§ **Goal of the exercise**
In the forum thread on locomotives with tachometers, rewrite the paragraph beginning "This may not help with speed matching" as a short bulleted list that keeps its main facts.
:: Passage given
# The Case for Locomotives with Tachometers



## RT_Coker (Dec 6, 2012)

Pros:
1.	Low additional parts cost ~$5.
2.	Precision scale-distance-control.
3.	Precision motor-speed control that is load independent.
4.	No need for multistep locomotive-speed-matching.
5.	Reliable magnetic-uncoupling movements.
6.	Much simpler layout automation possibilities.
7.	Synchronization output for steam-locomotive-chug-sounds.
8.	Others?

Cons:
1.	Complex retro fit for existing locomotives.
2.	No available commercial decoders with this tachometer control.
3.	Not the way things are currently done.
4.	Others?


----------



## CTValleyRR (Jul 26, 2014)

Con #4: Pro's 2-7 are irrelevant to me, and maybe many other hobbyists.

Not trying to be flippant, but before we go here, what's your market, really? I don't find speed matching locomotives to be enough of an issue that I'm going to chase a solution to it. This may be a solution in search of a problem.


----------



## RT_Coker (Dec 6, 2012)

Pros:
1.	Low additional parts cost ~$5.
2.	Precision scale-distance-control.
3.	Precision motor-speed control that is load and track-voltage independent.
4.	No need for multistep locomotive-speed-matching.
5.	Reliable magnetic-uncoupling movements.
6.	Much simpler layout automation possibilities.
7.	Synchronization output for steam-locomotive-chug-sounds.
8.	Others?

Cons:
1.	Complex retro fit for existing locomotives.
2.	No available commercial decoders with this tachometer control.
3.	Not the way things are currently done.
4.	No market among most current hobbyists.
5.	Others?


----------



## tkruger (Jan 18, 2009)

This may not help with speed matching unless the two locomotives used the same gear rations. A tach would measure the motor's RPMs. If you tried to match two different brands then the final gearing may be different making the motor RPM's irrelevant. An easier solution I have is on a loop of track place the two 18 inches apart. Have them run a loop. If they are more than 18 inches apart then they are not speed matched. After a while a little experience will tell you what is slower or faster. The run in a loop method is free.
::::
:: Raw data
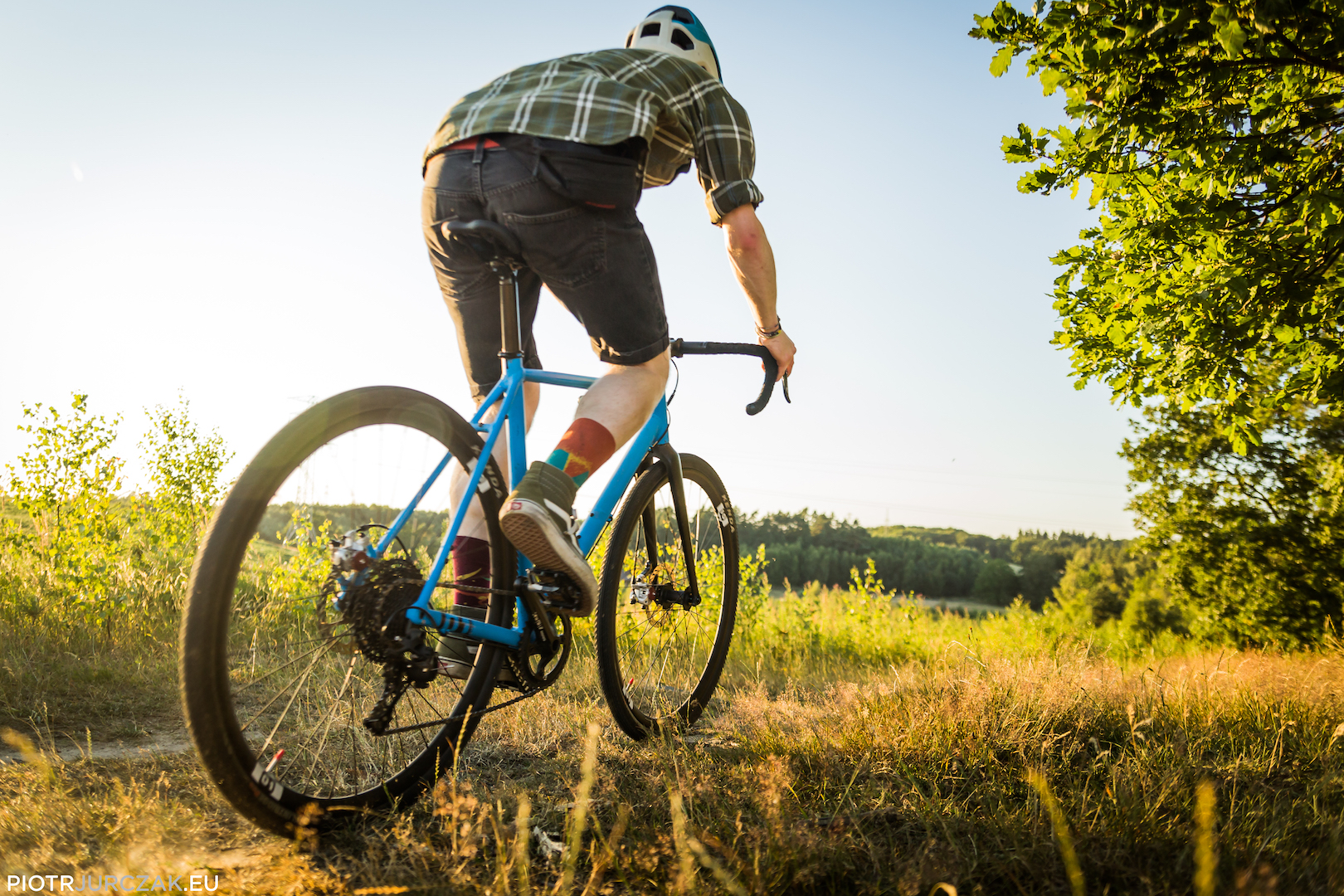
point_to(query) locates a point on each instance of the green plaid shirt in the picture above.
(611, 95)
::::
§ **Task response**
- A tachometer may not help with speed matching unless both locomotives use the same gear ratios.
- A tachometer measures the motor's RPMs.
- With two different brands, the final gearing may differ, which makes motor RPMs irrelevant.
- A simpler method: place the two locomotives 18 inches apart on a loop of track and run them around it.
- If they end up more than 18 inches apart, they are not speed matched.
- With a little experience, you can tell which one is slower or faster.
- The loop method is free.